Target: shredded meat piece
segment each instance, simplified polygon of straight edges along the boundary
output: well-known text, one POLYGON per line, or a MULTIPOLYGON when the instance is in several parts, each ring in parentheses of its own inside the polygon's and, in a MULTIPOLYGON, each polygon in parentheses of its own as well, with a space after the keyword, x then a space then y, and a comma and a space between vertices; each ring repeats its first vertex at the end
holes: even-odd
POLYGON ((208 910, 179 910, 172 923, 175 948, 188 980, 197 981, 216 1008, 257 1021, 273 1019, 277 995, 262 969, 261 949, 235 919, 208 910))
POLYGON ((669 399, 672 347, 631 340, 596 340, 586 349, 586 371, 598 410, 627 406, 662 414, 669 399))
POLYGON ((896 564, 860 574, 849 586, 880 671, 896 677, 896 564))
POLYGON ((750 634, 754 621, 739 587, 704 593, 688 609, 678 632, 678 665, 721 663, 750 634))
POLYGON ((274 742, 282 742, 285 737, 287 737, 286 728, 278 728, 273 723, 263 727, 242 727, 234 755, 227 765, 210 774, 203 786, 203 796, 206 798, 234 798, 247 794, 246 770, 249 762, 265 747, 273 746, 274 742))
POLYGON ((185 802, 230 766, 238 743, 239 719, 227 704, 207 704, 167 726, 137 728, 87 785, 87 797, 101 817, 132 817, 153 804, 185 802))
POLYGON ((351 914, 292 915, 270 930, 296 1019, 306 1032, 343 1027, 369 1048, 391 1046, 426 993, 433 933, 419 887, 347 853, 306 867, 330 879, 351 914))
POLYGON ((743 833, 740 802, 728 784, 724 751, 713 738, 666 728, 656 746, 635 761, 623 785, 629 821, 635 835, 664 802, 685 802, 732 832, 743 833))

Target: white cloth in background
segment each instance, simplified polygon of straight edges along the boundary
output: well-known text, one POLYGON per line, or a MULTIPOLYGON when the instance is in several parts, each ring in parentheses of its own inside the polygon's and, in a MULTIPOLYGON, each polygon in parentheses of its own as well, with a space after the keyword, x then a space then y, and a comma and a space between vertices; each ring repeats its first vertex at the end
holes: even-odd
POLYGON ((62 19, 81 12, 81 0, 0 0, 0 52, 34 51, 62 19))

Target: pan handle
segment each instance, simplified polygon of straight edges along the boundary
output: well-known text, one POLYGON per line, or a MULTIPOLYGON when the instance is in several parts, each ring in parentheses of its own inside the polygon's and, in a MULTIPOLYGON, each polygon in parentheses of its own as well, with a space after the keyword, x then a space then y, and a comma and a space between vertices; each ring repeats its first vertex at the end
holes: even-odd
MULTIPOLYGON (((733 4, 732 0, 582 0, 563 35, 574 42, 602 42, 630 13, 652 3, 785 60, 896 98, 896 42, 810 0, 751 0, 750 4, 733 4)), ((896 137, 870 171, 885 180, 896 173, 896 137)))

########

_The exercise_: Write out every line of all the items above again, with nothing changed.

_Solution for this task_:
Target: shredded meat piece
segment each instance, simplified polygon of straight edges along the boundary
output: well-known text, one POLYGON per line, or a MULTIPOLYGON when the instance is in several parts, each ring in parentheses of its own inside the polygon's and, in a MULTIPOLYGON, each polygon in parentheses of its own as well, with a space after the keyword, x then a space then y, and a comma and a space between vertices; each ring repeats its first vertex at the end
holes: even-odd
POLYGON ((208 910, 179 910, 172 923, 175 948, 188 980, 197 981, 216 1008, 257 1021, 273 1019, 277 995, 262 969, 261 949, 235 919, 208 910))
POLYGON ((669 399, 672 347, 631 340, 596 340, 586 349, 586 371, 598 410, 627 406, 662 414, 669 399))
POLYGON ((896 564, 860 574, 849 586, 880 671, 896 677, 896 564))
POLYGON ((750 634, 754 621, 739 587, 704 593, 688 609, 678 632, 678 665, 721 663, 750 634))
POLYGON ((274 742, 282 742, 285 737, 287 737, 286 728, 278 728, 273 723, 263 727, 242 727, 234 755, 227 765, 210 774, 203 786, 203 796, 206 798, 234 798, 247 794, 246 770, 249 762, 265 747, 273 746, 274 742))
POLYGON ((185 802, 230 766, 238 743, 239 719, 227 704, 207 704, 167 726, 137 728, 87 785, 87 797, 101 817, 132 817, 153 804, 185 802))
POLYGON ((351 914, 292 915, 270 930, 296 1019, 306 1032, 343 1027, 369 1048, 391 1046, 426 993, 433 933, 419 887, 347 853, 306 867, 330 879, 351 914))
POLYGON ((743 833, 740 802, 728 784, 724 751, 713 738, 666 728, 656 746, 635 761, 623 785, 629 821, 635 835, 664 802, 685 802, 732 832, 743 833))

Target: white cloth in background
segment each instance, simplified polygon of straight edges along the boundary
output: well-known text, one POLYGON per line, or a MULTIPOLYGON when the instance is in several parts, each ring in parentheses of its own inside the polygon's and, in a MULTIPOLYGON, each polygon in parentheses of its own as well, with a space after the keyword, x then a space then y, and a comma and a space between vertices; each ring repeats its first vertex at the end
holes: even-odd
POLYGON ((62 19, 81 12, 81 0, 0 0, 0 52, 34 51, 62 19))

Target: pan handle
segment each instance, simplified polygon of straight edges along the boundary
output: well-known text, one POLYGON per line, or a MULTIPOLYGON when the instance is in several parts, each ring in parentheses of its own inside the polygon's and, in a MULTIPOLYGON, each polygon in parentheses of its own as well, with a space after the keyword, x then a space then y, and a comma and a space between vertices; each ring repeats its first vertex at the end
holes: even-odd
MULTIPOLYGON (((733 4, 732 0, 582 0, 563 35, 574 42, 602 42, 630 13, 652 3, 785 60, 896 98, 896 42, 810 0, 751 0, 750 4, 733 4)), ((896 137, 870 171, 885 180, 896 173, 896 137)))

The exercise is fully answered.